Tasks to complete:
1. According to the migration article below, why does the usual scenario of fleeing direct danger fail to explain the decisions of people who travel thousands of miles? Answer in one to three sentences.
2. Reproduce the passage of the migration article below from "The ongoing migrant" to "the final destination.".

A Demographic Analysis
Petar Vrgović
UNIVERSITY OF NOVI SAD
Nila Kapor-Stanulović
UNIVERSITY OF NOVI SAD
Political and Military Sociology: An Annual Review, 2017, Vol. 45: 4–17.
The ongoing migrant crisis has challenged many things that were until now, and especially in the European Union, taken for granted. The causes of a very complex situation in one region of the world have also challenged scholars to try to understand who displaced people are and what their intentions are. This article surveys previous studies on migrants around the world, analyzing the past in order to better understand the present. Secondly, the article compiles available data about the current migrant crisis in order to describe the situation as well as the motivations of those individuals who migrate. The article shows that the present situation is the result of a “perfect storm” for mass migrations, with multiple factors converging both from the territory of origin and the final destination.

Introduction

The year 2015 will, among other things, be remembered as a year in which an unprecedented number of asylum seekers fled to the European Union. This phenomenon was quickly found to be much more than a statistical anomaly and, probably, no less than the biggest social challenge that part of the world had seen in recent years. Experts from a wide range of disciplines became interested in various aspects of this mass migration, some of them trying to understand what made such a large number of people move synchronously toward the same goal, while others tried to define what the goal was in the first place. As the numbers of illegal border crossings and asylum applications went off the charts, Western society struggled to understand what it was facing.
This article aims to describe the basic demographics of the recent migrant crisis, attempting to understand who the migrants are and what they desire to achieve. Certainly, heads can be counted, but aspirations cannot. The authors therefore begin by presenting some previous findings and insights into other migrant crises of a similar nature that, in turn, offer explanations of the current phenomenon.

The Motivation to Migrate to Distant Locations

It is commonly known that it is not easy for most people to leave their homes, belongings, social ties, and communities to start life elsewhere. Therefore, it is important to understand the decision-making process that leads one to migrate. Factors that instigate the move are usually separated into two groups: the relative benefits of moving to a new destination country (“pull factors”) and the hardships faced in the sending country (“push factors”). In most cases, non-voluntary migration from one area to another is easily related to the push factors: some form of violent and life-threatening situation, such as war between two states, civil war within one state, or political oppression. People sense they are in direct danger and flee to a safer area, whether to another region of the same country or to a neighboring country.
However, it is more complicated to explain migration to places that are more distant. The usual scenario, “direct danger—minimal movement to a safer area—moving back when the threat is gone,” requires minimal resources and little planning and is not sufficient to explain the decisions of people who travel thousands of miles. For such a substantial migration, people need to inform themselves, prepare, and organize. Also, it becomes apparent that individuals who migrate large distances tend to stay abroad and start a new life. In such cases, the public and mass media of the receiving country often question the migrants’ motivations, usually claiming that economic motivations dominate. The reasons that migrants themselves put forward for such migrations are then judged as untrue, leading frequently to a decline in sympathy toward migrants among the population of receiving countries.

Records from a point labeling set
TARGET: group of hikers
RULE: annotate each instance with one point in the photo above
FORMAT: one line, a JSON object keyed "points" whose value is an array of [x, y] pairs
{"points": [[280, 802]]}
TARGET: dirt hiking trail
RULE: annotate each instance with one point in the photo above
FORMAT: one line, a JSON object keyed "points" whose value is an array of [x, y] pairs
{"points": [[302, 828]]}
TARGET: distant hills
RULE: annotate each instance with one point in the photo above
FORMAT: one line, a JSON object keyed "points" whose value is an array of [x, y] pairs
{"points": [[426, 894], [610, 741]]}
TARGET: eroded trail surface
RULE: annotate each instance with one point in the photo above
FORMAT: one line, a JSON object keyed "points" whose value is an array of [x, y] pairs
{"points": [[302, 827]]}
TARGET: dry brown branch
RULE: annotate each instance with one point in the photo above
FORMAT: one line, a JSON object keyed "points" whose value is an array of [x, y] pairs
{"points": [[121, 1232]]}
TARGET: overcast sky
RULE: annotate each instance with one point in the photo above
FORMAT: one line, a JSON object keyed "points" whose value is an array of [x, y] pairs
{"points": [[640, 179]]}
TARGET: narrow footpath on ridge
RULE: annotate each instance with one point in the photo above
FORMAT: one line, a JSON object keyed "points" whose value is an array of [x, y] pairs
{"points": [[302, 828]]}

Responses by task:
1. The usual scenario of moving a short way to a safer area and returning once the threat is gone requires minimal resources and little planning. Migration over thousands of miles is more substantial: people must inform themselves, prepare, and organize.

2.
The ongoing migrant crisis has challenged many things that were until now, and especially in the European Union, taken for granted. The causes of a very complex situation in one region of the world have also challenged scholars to try to understand who displaced people are and what their intentions are. This article surveys previous studies on migrants around the world, analyzing the past in order to better understand the present. Secondly, the article compiles available data about the current migrant crisis in order to describe the situation as well as the motivations of those individuals who migrate. The article shows that the present situation is the result of a “perfect storm” for mass migrations, with multiple factors converging both from the territory of origin and the final destination.